[Stored records]
··········
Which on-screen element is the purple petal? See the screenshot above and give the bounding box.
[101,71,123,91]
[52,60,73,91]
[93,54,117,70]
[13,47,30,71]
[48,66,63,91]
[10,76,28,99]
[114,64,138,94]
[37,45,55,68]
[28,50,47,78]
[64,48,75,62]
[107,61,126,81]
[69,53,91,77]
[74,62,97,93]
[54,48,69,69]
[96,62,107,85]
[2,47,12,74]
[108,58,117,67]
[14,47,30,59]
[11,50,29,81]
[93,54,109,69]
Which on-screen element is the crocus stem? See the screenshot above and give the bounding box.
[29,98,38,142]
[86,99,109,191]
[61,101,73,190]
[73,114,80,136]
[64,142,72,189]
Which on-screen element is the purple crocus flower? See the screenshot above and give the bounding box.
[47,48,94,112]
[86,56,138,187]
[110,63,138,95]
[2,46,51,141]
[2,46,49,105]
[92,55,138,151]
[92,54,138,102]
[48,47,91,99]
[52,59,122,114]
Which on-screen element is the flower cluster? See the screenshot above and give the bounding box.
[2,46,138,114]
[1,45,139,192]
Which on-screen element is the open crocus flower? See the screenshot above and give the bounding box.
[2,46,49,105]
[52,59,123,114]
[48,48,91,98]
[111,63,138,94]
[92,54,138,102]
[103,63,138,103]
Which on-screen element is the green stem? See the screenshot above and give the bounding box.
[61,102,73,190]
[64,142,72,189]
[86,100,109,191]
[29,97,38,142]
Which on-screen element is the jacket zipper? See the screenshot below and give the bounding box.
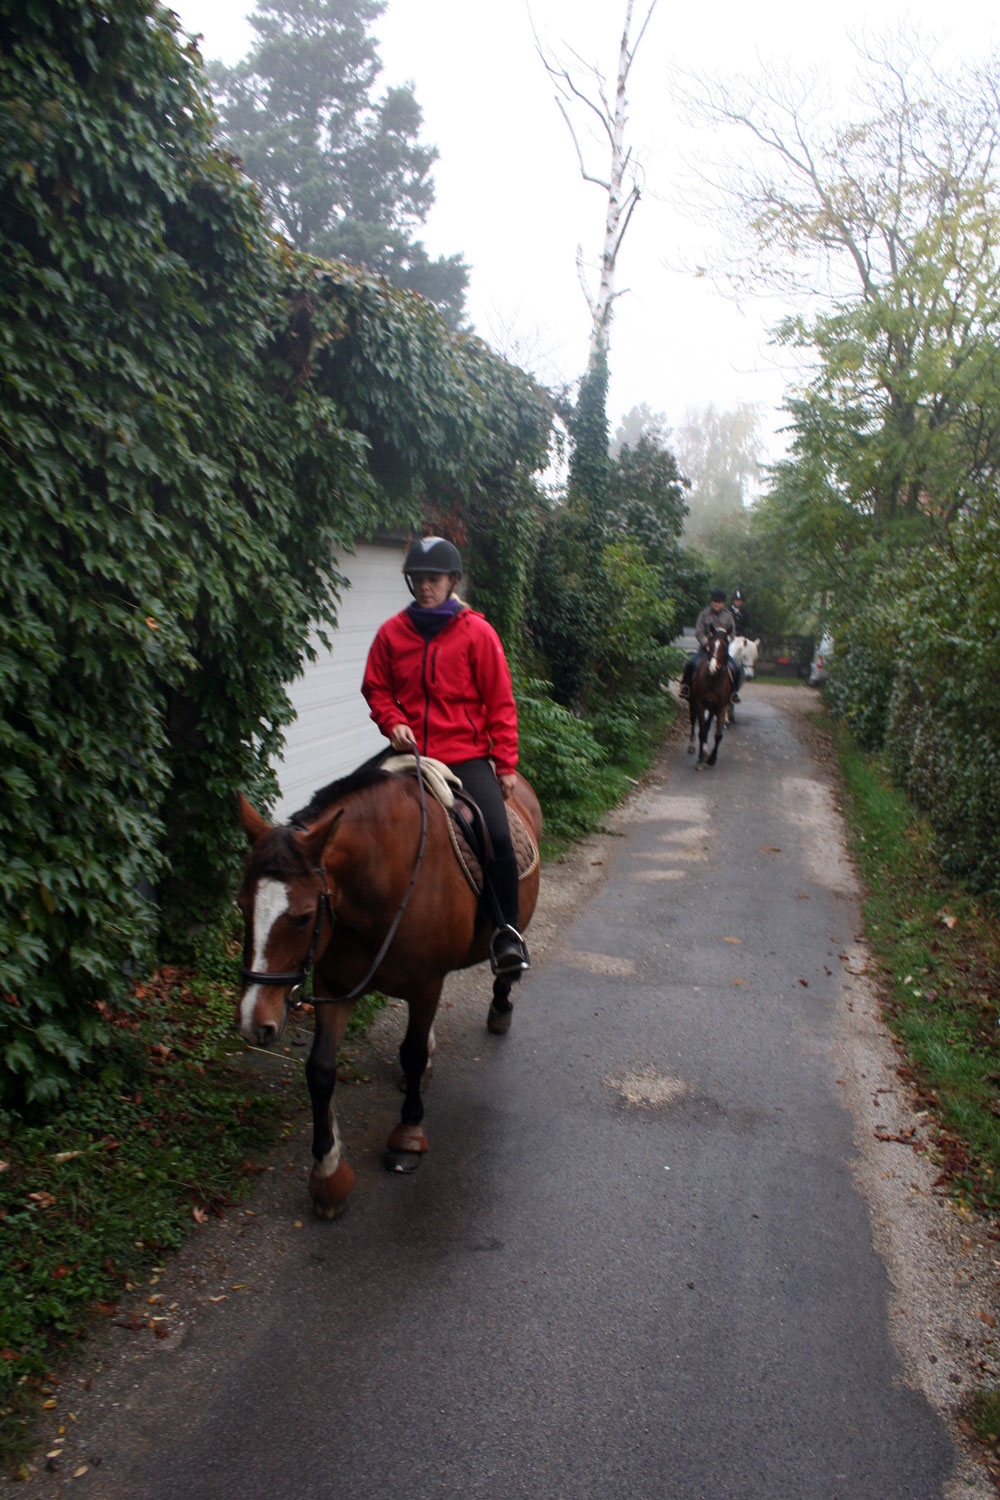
[420,640,432,752]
··········
§ Exercise objective: Write out exactly the lines that run from the one containing "Which on-screen element is the purple crocus" to the last line of the entries above, both ends kept, pictures left out.

§ Exercise answer:
Which on-screen element is the purple crocus flower? See the screenshot above and give the bounding box.
[47,48,94,112]
[86,56,138,187]
[110,63,138,95]
[2,46,51,141]
[2,46,49,105]
[92,55,138,151]
[92,54,138,102]
[48,47,91,99]
[52,59,122,114]
Which on-screen element is the flower cluster? See the screenshot above and give the bounding box.
[2,46,138,114]
[1,45,139,192]
Which on-screen element is the open crocus flower? See the screenshot above and give the bounding box.
[2,46,49,105]
[52,59,123,114]
[48,48,91,98]
[111,63,138,94]
[92,54,138,102]
[103,63,138,103]
Which on-screen element is the green stem? See the screenshot above and give the bounding box.
[61,102,73,190]
[64,142,72,189]
[86,100,109,191]
[29,97,38,142]
Which on-screen element is the jacket zipper? See the screenshot below and give the bounding box.
[420,640,432,752]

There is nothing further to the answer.